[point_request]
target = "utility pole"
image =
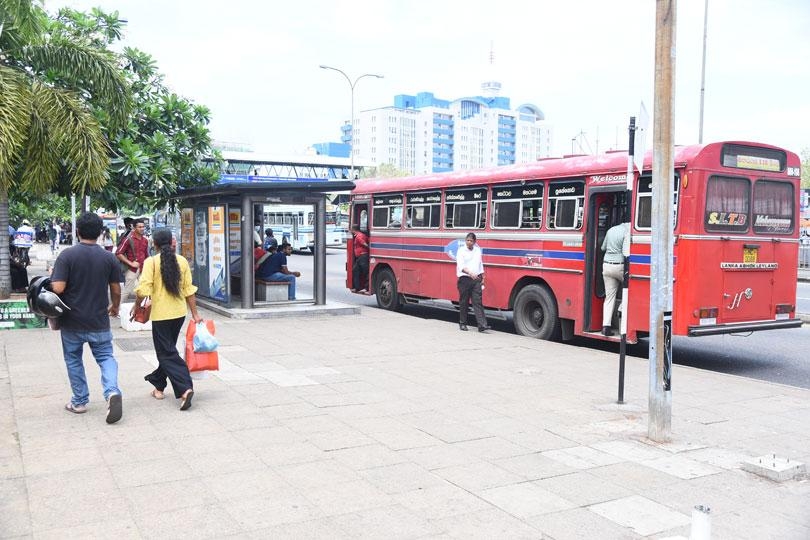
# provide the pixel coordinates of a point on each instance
(660, 399)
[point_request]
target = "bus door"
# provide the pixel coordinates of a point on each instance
(358, 216)
(605, 209)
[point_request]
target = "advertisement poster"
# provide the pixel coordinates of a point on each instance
(15, 315)
(187, 235)
(216, 253)
(200, 272)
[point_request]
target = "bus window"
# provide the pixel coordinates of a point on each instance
(773, 207)
(518, 206)
(727, 204)
(424, 210)
(565, 201)
(465, 208)
(387, 213)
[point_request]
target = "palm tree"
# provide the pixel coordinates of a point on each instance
(49, 134)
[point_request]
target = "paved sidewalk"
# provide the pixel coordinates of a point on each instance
(382, 425)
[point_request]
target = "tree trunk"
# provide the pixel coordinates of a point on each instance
(5, 255)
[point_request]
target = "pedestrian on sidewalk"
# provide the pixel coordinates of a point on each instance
(360, 266)
(166, 279)
(133, 251)
(84, 275)
(470, 273)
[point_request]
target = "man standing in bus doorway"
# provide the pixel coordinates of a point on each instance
(616, 246)
(360, 267)
(133, 251)
(470, 273)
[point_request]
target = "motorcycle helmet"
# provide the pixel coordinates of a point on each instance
(44, 302)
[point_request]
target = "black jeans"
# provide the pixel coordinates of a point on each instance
(164, 337)
(470, 288)
(360, 272)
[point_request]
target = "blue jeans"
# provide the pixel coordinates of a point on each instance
(101, 346)
(279, 276)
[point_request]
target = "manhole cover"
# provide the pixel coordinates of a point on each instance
(134, 344)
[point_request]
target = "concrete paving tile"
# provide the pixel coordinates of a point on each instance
(317, 473)
(347, 497)
(16, 518)
(486, 525)
(633, 476)
(583, 488)
(284, 506)
(400, 477)
(339, 440)
(153, 471)
(367, 456)
(533, 466)
(58, 512)
(166, 496)
(50, 462)
(644, 516)
(280, 454)
(477, 476)
(206, 521)
(579, 523)
(681, 467)
(245, 484)
(385, 522)
(405, 438)
(525, 499)
(582, 457)
(441, 501)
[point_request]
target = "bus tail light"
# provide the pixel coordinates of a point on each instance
(783, 311)
(707, 315)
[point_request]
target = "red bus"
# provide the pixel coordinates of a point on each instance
(541, 226)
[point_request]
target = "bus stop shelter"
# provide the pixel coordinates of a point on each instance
(217, 225)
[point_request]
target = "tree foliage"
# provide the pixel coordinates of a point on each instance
(165, 142)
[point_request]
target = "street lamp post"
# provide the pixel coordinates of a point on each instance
(351, 85)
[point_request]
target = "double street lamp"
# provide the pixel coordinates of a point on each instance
(351, 85)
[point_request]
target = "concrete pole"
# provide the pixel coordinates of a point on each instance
(660, 398)
(703, 70)
(319, 279)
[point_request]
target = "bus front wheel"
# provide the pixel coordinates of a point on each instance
(386, 289)
(536, 314)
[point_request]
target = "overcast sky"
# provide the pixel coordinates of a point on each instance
(587, 64)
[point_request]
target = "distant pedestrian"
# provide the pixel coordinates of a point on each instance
(85, 276)
(360, 266)
(616, 246)
(166, 278)
(470, 273)
(133, 251)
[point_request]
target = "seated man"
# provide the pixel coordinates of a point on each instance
(275, 269)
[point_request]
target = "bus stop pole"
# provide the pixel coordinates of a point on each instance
(247, 252)
(319, 279)
(626, 256)
(660, 357)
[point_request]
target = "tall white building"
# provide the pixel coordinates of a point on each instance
(422, 134)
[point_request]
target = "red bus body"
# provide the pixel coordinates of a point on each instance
(735, 249)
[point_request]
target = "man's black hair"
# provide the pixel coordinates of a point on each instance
(89, 226)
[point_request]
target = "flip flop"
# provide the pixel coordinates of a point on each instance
(186, 403)
(76, 409)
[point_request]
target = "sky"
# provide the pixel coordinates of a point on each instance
(587, 64)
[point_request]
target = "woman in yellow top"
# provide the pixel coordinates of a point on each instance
(166, 278)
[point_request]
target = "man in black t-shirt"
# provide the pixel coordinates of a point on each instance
(83, 275)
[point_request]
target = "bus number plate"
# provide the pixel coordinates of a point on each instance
(749, 255)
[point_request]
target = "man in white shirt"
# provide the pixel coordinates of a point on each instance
(470, 273)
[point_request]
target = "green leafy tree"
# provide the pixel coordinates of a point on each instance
(55, 91)
(165, 145)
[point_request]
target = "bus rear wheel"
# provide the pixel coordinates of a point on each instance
(536, 313)
(386, 289)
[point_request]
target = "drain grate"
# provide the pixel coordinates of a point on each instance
(134, 344)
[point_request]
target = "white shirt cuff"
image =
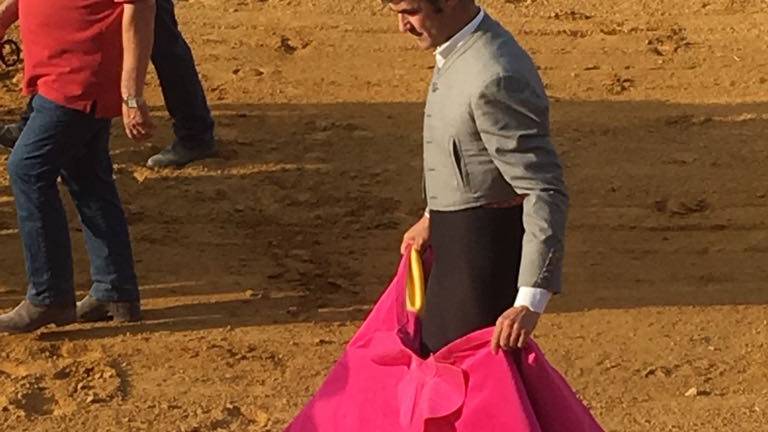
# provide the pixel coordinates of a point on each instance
(535, 299)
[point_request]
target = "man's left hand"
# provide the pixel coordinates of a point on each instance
(513, 328)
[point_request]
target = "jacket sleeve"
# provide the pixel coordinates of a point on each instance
(512, 116)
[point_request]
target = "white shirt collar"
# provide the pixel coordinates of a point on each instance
(445, 50)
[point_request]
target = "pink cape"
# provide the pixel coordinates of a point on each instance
(381, 385)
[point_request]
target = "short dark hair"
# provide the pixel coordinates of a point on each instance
(435, 3)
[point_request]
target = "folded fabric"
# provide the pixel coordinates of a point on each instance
(381, 384)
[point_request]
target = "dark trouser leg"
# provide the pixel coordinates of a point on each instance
(34, 167)
(182, 91)
(88, 177)
(474, 277)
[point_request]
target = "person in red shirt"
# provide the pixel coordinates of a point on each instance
(85, 63)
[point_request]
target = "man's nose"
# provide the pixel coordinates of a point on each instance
(403, 23)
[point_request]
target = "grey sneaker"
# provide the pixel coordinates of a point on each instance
(177, 155)
(27, 317)
(90, 309)
(9, 134)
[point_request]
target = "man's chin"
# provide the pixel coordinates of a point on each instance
(426, 44)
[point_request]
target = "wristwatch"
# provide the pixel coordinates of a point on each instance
(133, 102)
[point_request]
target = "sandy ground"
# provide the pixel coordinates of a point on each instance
(257, 266)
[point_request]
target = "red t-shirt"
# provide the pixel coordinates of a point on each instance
(73, 52)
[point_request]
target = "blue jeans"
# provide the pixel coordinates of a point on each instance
(179, 81)
(60, 142)
(183, 94)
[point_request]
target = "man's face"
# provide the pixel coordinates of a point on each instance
(421, 19)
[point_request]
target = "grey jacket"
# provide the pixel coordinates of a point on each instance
(486, 140)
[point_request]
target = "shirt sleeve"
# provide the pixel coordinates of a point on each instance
(512, 116)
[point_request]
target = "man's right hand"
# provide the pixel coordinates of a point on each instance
(138, 122)
(417, 236)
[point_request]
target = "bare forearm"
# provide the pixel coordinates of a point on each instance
(9, 14)
(138, 38)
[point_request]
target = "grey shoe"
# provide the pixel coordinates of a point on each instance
(27, 317)
(9, 134)
(178, 155)
(90, 309)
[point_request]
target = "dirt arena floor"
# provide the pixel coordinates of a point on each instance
(256, 267)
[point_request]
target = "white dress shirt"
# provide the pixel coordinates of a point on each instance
(535, 299)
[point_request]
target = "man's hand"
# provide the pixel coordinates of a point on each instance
(138, 122)
(513, 328)
(417, 236)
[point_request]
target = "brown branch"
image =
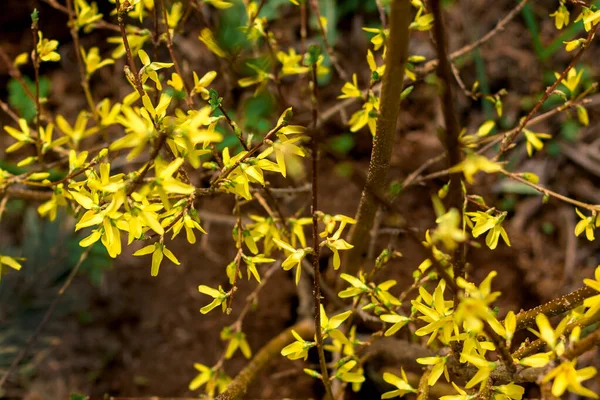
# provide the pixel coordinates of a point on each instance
(334, 61)
(188, 99)
(452, 134)
(249, 154)
(238, 387)
(315, 234)
(83, 76)
(554, 307)
(397, 53)
(587, 343)
(537, 345)
(136, 81)
(509, 139)
(431, 65)
(551, 193)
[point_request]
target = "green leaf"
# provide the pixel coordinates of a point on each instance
(18, 99)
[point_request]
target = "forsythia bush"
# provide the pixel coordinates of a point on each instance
(170, 124)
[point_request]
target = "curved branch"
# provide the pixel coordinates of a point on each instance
(238, 387)
(393, 79)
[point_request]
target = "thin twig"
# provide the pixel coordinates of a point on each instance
(509, 139)
(315, 235)
(133, 71)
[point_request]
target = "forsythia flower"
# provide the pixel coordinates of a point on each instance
(46, 49)
(350, 90)
(298, 349)
(474, 163)
(206, 37)
(379, 39)
(572, 80)
(561, 16)
(237, 340)
(212, 378)
(439, 368)
(587, 224)
(566, 377)
(92, 60)
(437, 313)
(291, 63)
(11, 262)
(485, 222)
(219, 297)
(158, 251)
(294, 259)
(534, 140)
(593, 302)
(402, 385)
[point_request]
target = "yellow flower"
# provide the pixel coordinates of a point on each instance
(139, 131)
(366, 116)
(422, 22)
(587, 224)
(463, 395)
(350, 90)
(485, 222)
(358, 286)
(572, 80)
(8, 261)
(484, 368)
(439, 368)
(534, 140)
(78, 131)
(46, 49)
(22, 136)
(508, 392)
(219, 4)
(237, 340)
(291, 63)
(135, 39)
(219, 297)
(448, 230)
(21, 59)
(573, 44)
(50, 207)
(92, 60)
(402, 385)
(87, 14)
(174, 15)
(201, 84)
(561, 16)
(566, 377)
(206, 37)
(474, 163)
(380, 36)
(298, 349)
(437, 313)
(546, 333)
(593, 302)
(149, 68)
(589, 18)
(213, 379)
(294, 259)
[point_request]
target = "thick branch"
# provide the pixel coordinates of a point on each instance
(397, 53)
(554, 307)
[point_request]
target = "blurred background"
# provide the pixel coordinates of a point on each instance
(119, 331)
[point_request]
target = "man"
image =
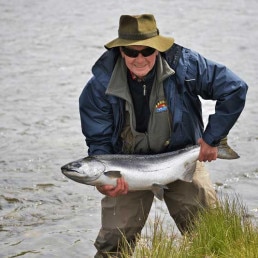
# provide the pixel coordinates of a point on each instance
(144, 98)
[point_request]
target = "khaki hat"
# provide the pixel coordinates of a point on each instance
(140, 30)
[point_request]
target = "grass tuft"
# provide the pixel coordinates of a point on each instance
(224, 231)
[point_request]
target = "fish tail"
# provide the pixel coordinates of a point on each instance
(225, 151)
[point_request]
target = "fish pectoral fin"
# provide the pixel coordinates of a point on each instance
(113, 173)
(158, 190)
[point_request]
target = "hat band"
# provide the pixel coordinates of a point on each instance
(139, 36)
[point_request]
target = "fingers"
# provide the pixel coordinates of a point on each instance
(207, 152)
(113, 191)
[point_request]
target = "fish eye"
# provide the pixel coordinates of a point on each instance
(92, 167)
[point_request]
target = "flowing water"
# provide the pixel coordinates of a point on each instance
(47, 50)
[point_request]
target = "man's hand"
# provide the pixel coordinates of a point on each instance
(207, 152)
(113, 191)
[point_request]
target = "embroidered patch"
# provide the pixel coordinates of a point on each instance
(161, 106)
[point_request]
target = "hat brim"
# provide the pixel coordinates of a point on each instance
(160, 43)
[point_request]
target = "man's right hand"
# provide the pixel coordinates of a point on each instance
(121, 188)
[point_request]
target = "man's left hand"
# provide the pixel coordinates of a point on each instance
(207, 152)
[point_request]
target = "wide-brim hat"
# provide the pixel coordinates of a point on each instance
(140, 30)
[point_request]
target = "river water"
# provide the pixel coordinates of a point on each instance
(47, 50)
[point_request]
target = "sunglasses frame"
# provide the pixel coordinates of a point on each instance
(133, 53)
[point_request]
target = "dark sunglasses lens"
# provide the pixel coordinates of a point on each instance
(130, 52)
(148, 51)
(134, 53)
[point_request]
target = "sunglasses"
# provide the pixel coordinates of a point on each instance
(134, 53)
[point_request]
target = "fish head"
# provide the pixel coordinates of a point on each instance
(85, 171)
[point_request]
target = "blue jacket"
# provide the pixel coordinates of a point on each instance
(102, 115)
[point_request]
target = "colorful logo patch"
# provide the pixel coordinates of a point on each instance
(161, 106)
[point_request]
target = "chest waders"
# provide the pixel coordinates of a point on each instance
(124, 217)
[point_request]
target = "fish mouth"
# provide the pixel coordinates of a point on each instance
(77, 176)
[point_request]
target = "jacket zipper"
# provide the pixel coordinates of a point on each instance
(144, 89)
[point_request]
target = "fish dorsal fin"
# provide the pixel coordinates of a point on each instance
(189, 171)
(158, 190)
(113, 173)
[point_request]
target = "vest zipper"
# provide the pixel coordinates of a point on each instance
(144, 89)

TASK GOAL: Search the data above for the string "grey". Report every line where it is found.

SOLVED EXERCISE:
target = "grey sneaker"
target = "grey jacket"
target = "grey shoe"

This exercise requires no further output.